Below are the entries; give again exactly the lines from the one mentioning "# point at: wooden" through the one mentioning "x=395, y=148", inclusive.

*** Dataset excerpts

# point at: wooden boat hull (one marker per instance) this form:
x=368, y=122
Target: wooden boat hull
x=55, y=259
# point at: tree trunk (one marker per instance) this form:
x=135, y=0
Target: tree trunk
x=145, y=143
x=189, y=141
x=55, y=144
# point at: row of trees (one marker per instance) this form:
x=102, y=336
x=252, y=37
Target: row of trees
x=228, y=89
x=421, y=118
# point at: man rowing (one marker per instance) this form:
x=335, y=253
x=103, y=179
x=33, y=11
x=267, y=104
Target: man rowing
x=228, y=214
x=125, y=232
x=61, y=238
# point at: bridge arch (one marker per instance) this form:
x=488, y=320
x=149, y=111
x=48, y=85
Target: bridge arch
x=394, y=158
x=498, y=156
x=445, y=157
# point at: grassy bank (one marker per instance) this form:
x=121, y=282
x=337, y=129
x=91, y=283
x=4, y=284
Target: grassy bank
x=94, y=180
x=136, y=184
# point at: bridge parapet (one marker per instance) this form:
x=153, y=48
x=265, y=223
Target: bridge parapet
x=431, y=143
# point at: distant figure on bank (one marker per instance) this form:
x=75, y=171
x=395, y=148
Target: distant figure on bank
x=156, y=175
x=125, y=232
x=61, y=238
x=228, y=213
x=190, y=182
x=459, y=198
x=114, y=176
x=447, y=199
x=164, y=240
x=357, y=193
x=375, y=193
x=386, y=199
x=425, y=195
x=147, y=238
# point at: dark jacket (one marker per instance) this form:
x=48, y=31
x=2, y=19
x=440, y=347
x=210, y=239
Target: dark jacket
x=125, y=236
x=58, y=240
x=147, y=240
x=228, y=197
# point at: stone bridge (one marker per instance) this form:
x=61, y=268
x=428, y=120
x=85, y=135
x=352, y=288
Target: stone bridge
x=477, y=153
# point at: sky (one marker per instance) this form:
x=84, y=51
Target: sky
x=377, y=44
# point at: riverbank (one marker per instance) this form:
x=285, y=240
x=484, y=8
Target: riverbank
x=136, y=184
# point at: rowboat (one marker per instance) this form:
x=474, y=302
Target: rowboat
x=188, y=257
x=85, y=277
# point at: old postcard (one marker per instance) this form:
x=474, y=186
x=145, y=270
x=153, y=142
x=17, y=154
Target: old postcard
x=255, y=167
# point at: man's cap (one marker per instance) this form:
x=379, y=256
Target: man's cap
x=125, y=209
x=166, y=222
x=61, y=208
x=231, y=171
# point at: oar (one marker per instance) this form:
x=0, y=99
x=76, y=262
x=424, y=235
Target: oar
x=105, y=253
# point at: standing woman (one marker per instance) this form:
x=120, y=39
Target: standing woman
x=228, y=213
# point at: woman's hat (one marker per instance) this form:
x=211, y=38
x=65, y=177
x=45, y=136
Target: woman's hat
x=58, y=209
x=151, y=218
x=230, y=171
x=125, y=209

******
*** Dataset excerpts

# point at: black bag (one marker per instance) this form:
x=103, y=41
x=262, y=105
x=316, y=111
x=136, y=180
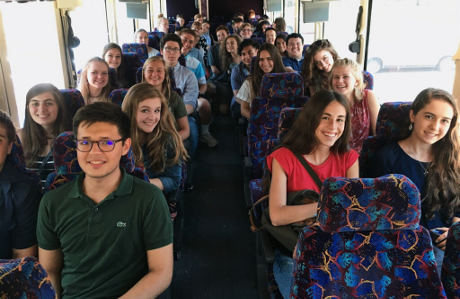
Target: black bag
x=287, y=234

******
*** Dataset excerpts

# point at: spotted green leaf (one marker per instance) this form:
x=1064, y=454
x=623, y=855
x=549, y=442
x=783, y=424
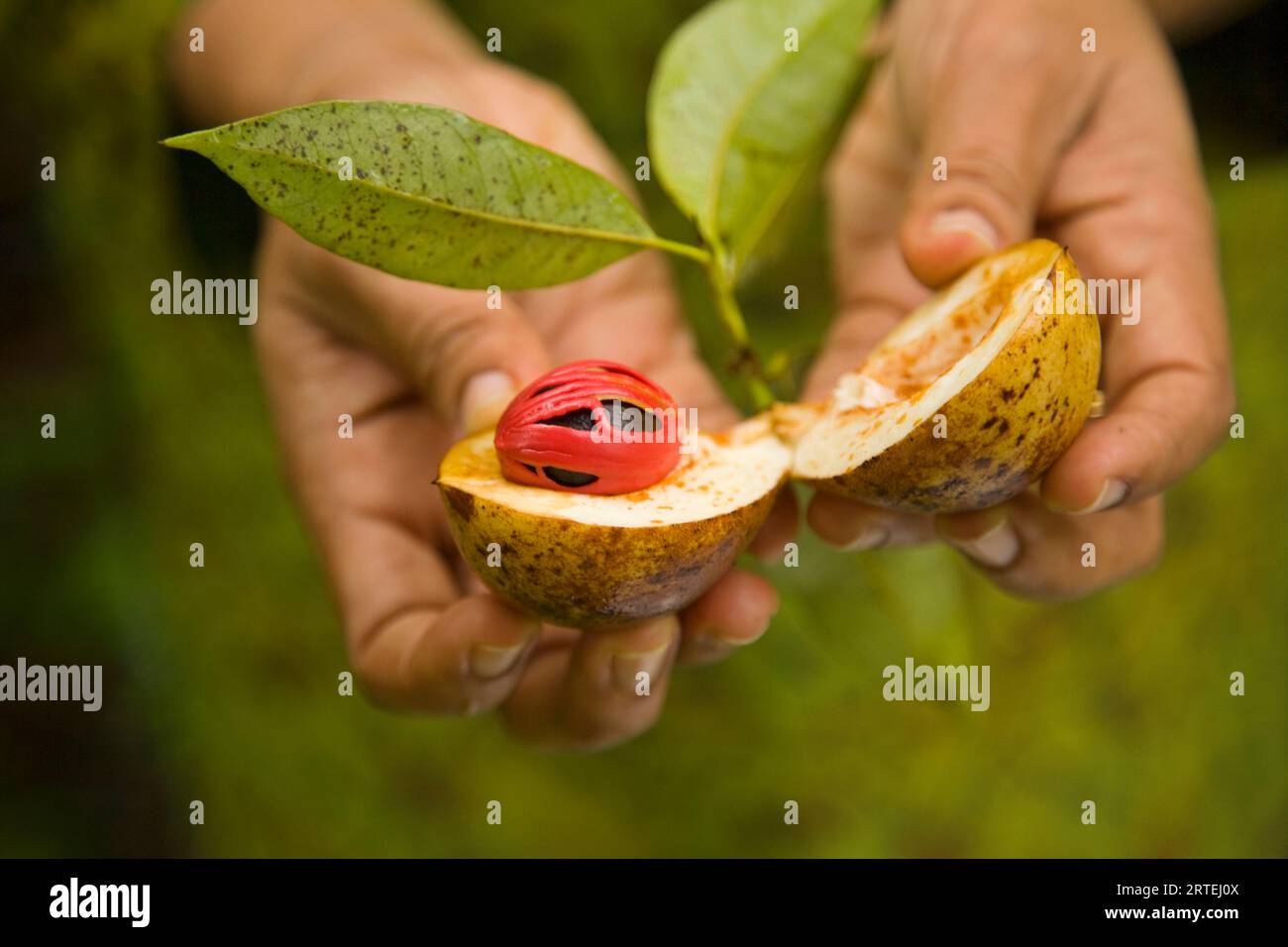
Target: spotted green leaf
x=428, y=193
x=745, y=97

******

Reply =>
# point at: wooden boat hull (one marker per instance) this form:
x=368, y=122
Target: wooden boat hull
x=55, y=259
# point at: tree trunk (one marker per instance) this form:
x=135, y=0
Target: tree trunk
x=145, y=143
x=189, y=141
x=55, y=144
# point at: row of trees (one marker per instance) this form:
x=102, y=336
x=252, y=37
Target: row of trees
x=228, y=89
x=421, y=118
# point at: man rowing (one marker per instance) this form:
x=335, y=253
x=103, y=179
x=33, y=11
x=267, y=104
Target: man rowing
x=228, y=214
x=125, y=232
x=61, y=238
# point at: bridge arch (one marker per instance) this form:
x=488, y=320
x=149, y=111
x=48, y=85
Target: bridge arch
x=394, y=158
x=498, y=156
x=445, y=157
# point at: grassy bank (one marker per instance) this form:
x=121, y=282
x=337, y=129
x=91, y=283
x=4, y=284
Target: grassy bank
x=94, y=180
x=136, y=184
# point at: bridge parapet (one marker per instance) this form:
x=153, y=48
x=265, y=223
Target: bridge parapet
x=431, y=143
# point at: distant figure on bank (one marker per instance) this form:
x=75, y=171
x=395, y=148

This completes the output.